• Directions for this task
Repeat the records below verbatim and include no pictures.

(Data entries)
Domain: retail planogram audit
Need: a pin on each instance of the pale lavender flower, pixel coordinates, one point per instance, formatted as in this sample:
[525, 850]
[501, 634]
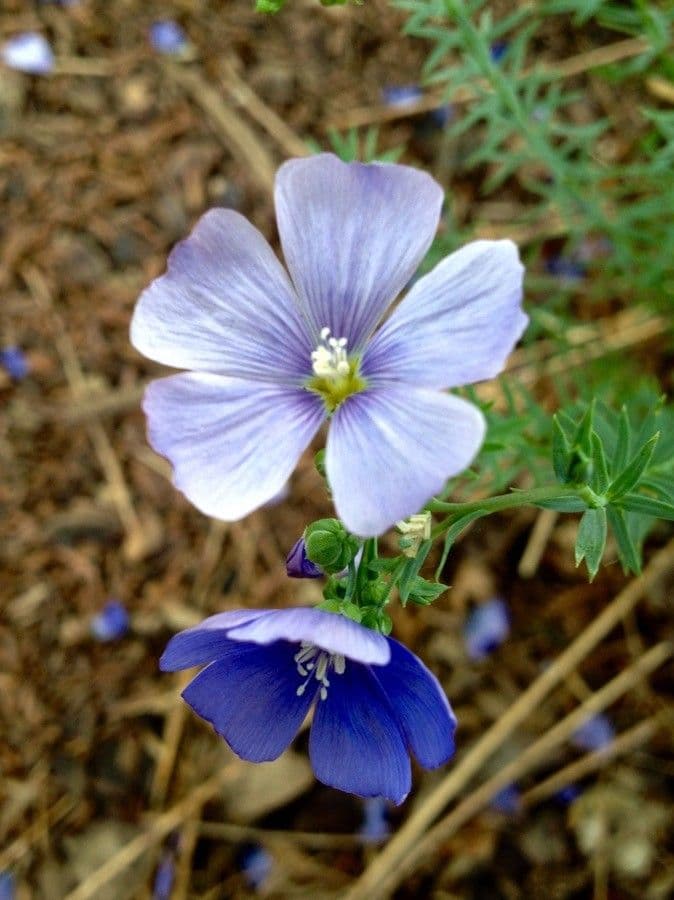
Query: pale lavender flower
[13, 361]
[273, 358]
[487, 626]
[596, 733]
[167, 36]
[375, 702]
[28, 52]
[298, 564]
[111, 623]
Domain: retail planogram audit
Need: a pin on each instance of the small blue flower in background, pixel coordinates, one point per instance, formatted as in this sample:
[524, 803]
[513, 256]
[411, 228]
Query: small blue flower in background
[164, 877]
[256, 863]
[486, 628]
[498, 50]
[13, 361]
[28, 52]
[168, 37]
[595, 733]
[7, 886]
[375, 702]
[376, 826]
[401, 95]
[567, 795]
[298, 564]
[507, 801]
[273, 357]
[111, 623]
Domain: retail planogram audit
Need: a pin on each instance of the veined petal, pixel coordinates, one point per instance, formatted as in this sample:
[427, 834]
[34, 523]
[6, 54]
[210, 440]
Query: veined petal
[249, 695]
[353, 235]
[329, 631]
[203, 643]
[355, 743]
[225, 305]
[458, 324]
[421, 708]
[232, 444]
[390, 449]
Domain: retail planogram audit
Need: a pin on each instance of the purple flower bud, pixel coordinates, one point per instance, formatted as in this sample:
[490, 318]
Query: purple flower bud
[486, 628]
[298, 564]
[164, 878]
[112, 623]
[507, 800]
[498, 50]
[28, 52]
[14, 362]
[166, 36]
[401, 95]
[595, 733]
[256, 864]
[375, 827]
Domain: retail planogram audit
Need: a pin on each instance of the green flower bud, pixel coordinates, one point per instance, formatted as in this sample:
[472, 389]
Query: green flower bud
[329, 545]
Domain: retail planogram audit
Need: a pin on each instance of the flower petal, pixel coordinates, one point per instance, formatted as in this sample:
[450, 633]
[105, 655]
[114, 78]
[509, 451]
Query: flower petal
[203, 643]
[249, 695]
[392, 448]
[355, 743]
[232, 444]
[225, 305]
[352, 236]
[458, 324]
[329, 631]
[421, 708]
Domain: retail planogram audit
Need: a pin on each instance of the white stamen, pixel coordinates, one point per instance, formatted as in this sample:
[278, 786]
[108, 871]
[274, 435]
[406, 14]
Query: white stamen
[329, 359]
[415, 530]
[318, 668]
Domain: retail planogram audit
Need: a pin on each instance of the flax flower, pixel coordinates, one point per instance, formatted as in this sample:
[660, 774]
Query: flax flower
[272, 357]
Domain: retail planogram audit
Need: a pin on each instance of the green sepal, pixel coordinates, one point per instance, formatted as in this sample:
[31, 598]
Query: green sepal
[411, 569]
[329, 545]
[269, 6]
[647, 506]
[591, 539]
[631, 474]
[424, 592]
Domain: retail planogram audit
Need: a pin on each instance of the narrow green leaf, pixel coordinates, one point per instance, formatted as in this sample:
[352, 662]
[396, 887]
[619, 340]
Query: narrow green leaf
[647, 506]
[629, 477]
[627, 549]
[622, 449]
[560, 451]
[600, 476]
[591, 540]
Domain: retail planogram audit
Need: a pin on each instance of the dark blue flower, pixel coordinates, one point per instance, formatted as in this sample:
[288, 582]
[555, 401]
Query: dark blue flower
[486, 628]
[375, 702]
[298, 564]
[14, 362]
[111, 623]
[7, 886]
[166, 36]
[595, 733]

• Expected output
Domain: retail planogram audit
Need: a pin on each instance of the pale lavender flower, pixel coordinates, one point per instance, formatted as in this sample:
[525, 850]
[501, 634]
Query: pale lavender flower
[13, 361]
[273, 358]
[487, 626]
[596, 733]
[167, 36]
[375, 702]
[28, 52]
[298, 564]
[111, 623]
Domain: retail planogram audit
Need: a pin on each instance of the small blue flower in background, pixel coordinates, one point per instance, formatted as in this sample:
[524, 803]
[513, 256]
[411, 228]
Query: small blue flower in background
[164, 877]
[256, 863]
[486, 628]
[498, 50]
[13, 361]
[28, 52]
[168, 37]
[595, 733]
[7, 886]
[375, 702]
[376, 826]
[401, 95]
[567, 795]
[298, 564]
[507, 801]
[273, 357]
[111, 623]
Domain: retail planogram audit
Need: a pin on each instance of the veined petal, pixel coordinates, one point per instance, formatted as in this sample:
[427, 834]
[34, 523]
[6, 54]
[210, 440]
Query: veined petal
[249, 695]
[353, 235]
[329, 631]
[203, 643]
[355, 743]
[225, 305]
[458, 324]
[421, 708]
[232, 444]
[390, 449]
Domain: retail planogram audit
Need: a pin on each instance of the purple flower bud, pixel coordinates, one point per instance, formatted as in this sample:
[490, 318]
Query: purple flower bud
[486, 628]
[298, 564]
[164, 878]
[112, 623]
[507, 800]
[498, 50]
[28, 52]
[14, 362]
[166, 36]
[401, 95]
[595, 733]
[256, 864]
[375, 827]
Domain: retail planogram audit
Need: a pin on each instance of the green flower bud, pixel coordinates, one point per instance, formatted as in this sample:
[472, 389]
Query: green flower bud
[329, 545]
Domain: retail planogram audit
Need: a pin on each instance of the flower petal, pixel coordinates, one point per instance, formatted as in this sample:
[450, 633]
[105, 655]
[114, 78]
[509, 451]
Query: flower petal
[203, 643]
[249, 695]
[392, 448]
[355, 743]
[232, 444]
[225, 305]
[352, 236]
[458, 324]
[329, 631]
[421, 708]
Domain: retail planogram audit
Need: a pin on each instance of the white stamen, pixel coordinates, one point per instance, formatted as in this sample:
[278, 786]
[108, 871]
[274, 435]
[406, 14]
Query: white stamen
[329, 359]
[415, 530]
[318, 668]
Domain: retail planogram audit
Need: a pin on each instance of the flax flower, pixel coordinates, one point per instance, formatted as in this sample:
[660, 774]
Query: flax flower
[272, 357]
Domain: retail planogram audit
Need: a pin on each instance of the green sepal, pixel coordinates, one point per instance, formatted as in this sample:
[31, 598]
Query: green sepal
[411, 569]
[329, 545]
[269, 6]
[647, 506]
[591, 539]
[631, 474]
[424, 592]
Domain: retail planogram audit
Need: a pin on each instance of the narrow green leaf, pixel coordinates, one point per instance, formatted as in this sample:
[352, 662]
[396, 887]
[619, 340]
Query: narrow green leaf
[647, 506]
[629, 477]
[627, 549]
[622, 449]
[560, 451]
[600, 476]
[591, 540]
Domain: retail planogram audit
Need: a pin on each instance of the dark blue flower, pixel coordinates, one point per instance, formatted as in this sample:
[288, 582]
[555, 401]
Query: dark blue flower
[486, 628]
[375, 702]
[298, 564]
[14, 362]
[111, 623]
[7, 886]
[166, 36]
[595, 733]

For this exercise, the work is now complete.